(Source records)
-------------------------
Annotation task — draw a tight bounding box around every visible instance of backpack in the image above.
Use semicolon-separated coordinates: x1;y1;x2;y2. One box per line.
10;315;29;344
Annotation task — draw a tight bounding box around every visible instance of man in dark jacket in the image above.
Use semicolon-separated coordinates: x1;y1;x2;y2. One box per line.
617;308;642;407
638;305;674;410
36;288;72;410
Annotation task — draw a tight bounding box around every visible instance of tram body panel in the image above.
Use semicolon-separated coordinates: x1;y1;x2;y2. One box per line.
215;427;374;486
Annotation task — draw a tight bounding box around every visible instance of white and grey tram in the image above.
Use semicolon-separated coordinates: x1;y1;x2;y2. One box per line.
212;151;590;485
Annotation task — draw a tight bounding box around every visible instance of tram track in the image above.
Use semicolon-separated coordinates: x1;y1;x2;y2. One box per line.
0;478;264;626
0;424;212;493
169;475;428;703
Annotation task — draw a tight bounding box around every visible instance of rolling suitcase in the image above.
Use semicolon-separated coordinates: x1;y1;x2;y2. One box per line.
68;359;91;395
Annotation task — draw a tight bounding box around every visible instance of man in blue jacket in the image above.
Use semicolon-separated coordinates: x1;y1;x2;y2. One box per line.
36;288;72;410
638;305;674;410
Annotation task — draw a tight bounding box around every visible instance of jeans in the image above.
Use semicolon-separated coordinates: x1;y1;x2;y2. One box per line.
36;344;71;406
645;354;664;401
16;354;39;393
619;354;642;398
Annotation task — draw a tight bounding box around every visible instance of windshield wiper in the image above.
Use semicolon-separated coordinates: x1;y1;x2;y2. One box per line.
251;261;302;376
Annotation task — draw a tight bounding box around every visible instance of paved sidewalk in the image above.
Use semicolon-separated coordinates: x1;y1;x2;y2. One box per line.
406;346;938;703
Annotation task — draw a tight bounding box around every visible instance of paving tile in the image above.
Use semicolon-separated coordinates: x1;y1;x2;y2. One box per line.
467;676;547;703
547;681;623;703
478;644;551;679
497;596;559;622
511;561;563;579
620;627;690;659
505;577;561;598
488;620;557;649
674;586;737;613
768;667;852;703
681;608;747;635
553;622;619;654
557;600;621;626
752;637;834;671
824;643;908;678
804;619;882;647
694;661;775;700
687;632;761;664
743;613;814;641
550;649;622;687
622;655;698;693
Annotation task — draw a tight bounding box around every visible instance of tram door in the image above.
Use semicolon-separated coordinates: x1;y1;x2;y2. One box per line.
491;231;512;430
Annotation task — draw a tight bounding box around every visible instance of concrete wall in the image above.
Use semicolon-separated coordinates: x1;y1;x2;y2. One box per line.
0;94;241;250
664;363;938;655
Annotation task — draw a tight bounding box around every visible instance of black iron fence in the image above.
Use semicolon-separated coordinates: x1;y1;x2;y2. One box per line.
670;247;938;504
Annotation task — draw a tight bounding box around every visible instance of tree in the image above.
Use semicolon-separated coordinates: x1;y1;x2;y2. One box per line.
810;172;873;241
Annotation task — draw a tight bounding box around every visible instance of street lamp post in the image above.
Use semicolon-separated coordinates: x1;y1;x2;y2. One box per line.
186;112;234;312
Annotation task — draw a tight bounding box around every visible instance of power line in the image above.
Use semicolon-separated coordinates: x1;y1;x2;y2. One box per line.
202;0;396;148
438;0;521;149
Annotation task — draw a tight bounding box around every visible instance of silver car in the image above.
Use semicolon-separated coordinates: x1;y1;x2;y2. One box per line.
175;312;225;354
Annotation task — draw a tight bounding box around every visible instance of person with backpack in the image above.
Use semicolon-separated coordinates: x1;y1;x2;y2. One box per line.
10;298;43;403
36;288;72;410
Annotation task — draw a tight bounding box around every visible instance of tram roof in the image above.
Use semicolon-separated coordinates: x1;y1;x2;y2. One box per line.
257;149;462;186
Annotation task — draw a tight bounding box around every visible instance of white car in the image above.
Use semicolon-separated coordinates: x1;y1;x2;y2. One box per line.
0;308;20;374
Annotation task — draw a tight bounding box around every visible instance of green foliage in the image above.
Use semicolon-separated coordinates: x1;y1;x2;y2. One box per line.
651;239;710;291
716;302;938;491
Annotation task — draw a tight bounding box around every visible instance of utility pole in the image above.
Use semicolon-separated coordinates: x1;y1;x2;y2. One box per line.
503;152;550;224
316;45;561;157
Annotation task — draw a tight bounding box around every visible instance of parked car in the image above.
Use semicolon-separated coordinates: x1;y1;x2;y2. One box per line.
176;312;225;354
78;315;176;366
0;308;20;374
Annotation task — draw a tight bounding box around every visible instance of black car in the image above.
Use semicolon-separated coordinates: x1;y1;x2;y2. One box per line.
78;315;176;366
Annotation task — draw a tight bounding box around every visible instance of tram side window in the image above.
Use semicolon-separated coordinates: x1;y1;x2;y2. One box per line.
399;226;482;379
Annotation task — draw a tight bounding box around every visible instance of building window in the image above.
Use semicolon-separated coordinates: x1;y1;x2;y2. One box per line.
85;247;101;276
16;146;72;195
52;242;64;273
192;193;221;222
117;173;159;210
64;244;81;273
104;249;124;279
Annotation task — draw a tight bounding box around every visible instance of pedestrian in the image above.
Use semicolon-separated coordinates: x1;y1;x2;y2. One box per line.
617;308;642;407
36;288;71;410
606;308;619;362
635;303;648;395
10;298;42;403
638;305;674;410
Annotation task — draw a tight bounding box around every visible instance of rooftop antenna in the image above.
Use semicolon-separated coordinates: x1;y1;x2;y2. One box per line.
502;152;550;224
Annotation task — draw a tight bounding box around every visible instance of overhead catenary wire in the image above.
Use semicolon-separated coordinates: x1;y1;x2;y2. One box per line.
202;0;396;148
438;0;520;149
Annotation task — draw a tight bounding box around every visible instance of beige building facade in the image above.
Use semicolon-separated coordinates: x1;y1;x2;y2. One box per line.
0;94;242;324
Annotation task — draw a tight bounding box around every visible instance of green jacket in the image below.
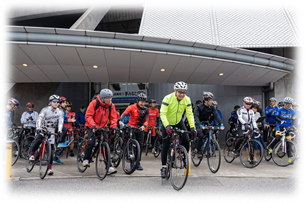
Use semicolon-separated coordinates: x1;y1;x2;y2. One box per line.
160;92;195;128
-------------------------
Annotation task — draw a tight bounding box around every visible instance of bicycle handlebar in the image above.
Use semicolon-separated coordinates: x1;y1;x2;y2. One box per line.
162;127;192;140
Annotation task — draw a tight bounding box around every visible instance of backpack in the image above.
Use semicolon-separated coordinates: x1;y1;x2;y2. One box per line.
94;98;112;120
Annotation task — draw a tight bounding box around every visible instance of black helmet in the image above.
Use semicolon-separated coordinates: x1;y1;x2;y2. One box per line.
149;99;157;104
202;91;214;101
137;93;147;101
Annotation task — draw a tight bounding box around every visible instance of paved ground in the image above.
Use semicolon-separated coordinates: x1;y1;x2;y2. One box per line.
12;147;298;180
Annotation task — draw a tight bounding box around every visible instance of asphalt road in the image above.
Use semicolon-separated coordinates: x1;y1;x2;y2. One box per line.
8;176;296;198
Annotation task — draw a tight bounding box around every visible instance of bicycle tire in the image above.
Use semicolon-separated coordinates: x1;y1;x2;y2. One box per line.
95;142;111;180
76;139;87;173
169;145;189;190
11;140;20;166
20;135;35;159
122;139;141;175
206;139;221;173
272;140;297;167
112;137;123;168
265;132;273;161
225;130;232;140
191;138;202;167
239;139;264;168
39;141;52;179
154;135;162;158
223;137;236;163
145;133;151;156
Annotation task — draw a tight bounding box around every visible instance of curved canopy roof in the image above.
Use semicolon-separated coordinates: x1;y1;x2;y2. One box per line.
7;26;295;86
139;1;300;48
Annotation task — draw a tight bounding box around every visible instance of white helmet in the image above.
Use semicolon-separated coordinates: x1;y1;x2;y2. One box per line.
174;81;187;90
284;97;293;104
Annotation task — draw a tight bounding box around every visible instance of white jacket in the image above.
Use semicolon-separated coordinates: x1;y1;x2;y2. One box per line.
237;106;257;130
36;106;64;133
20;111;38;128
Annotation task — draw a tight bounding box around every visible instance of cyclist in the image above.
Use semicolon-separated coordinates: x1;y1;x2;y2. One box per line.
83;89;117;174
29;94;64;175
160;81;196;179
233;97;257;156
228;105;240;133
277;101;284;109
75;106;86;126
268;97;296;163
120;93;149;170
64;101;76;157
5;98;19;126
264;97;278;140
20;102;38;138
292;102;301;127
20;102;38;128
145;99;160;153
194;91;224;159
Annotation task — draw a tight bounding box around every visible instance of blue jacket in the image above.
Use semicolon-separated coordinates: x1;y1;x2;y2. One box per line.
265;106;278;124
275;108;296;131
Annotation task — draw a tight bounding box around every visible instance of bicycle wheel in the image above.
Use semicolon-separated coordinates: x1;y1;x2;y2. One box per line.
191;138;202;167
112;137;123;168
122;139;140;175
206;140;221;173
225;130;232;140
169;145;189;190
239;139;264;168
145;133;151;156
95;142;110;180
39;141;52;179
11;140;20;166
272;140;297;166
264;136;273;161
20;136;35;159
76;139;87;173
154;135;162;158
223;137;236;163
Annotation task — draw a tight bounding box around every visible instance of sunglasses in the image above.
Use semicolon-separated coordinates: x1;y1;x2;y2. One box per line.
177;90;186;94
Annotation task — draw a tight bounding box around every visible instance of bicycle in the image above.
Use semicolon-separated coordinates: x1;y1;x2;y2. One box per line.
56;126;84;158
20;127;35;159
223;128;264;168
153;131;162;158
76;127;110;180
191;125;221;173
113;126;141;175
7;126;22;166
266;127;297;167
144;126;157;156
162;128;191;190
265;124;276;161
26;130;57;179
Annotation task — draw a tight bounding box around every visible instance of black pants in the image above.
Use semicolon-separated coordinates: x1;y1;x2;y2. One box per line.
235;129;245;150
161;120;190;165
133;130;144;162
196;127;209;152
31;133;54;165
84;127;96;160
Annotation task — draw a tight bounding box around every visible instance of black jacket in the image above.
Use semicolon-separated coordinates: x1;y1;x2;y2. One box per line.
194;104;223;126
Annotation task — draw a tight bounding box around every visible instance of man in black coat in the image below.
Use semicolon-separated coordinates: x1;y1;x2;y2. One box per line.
-------------------------
In the listing, substitute "overhead cable" for "power line" and reproduce only the lines between the one holding "post in the image above." and the one holding "257;149;462;186", inclusive, with nothing else altered.

Annotation task — draw a tight bounding box around every visible instance of street lamp post in the image above.
Use semicolon-separated coordinates: x1;y1;x2;y2. One box per line.
186;112;234;312
Annotation task — draw a tight bounding box around every visible instance of overhead cable in the image above.
Use semicolon-separated coordinates: x1;y1;x2;y2. One box per line.
202;0;396;148
438;0;521;149
Annotation task — draw a tight bounding box around every visible instance of silver car in the image above.
Use semicolon-separated coordinates: x1;y1;x2;y2. One box per line.
175;312;225;354
Annotation task — draw a tight bounding box around every visible instance of person with backpack in the image above.
Use semicolon-separated coordinates: x1;y1;x2;y2. One box per line.
10;298;43;403
36;288;72;410
Annotation task — draw a tight bounding box around every visible instance of tram roof in the image above.
Use semicolon-separated coordinates: x1;y1;x2;y2. One box per line.
257;149;462;186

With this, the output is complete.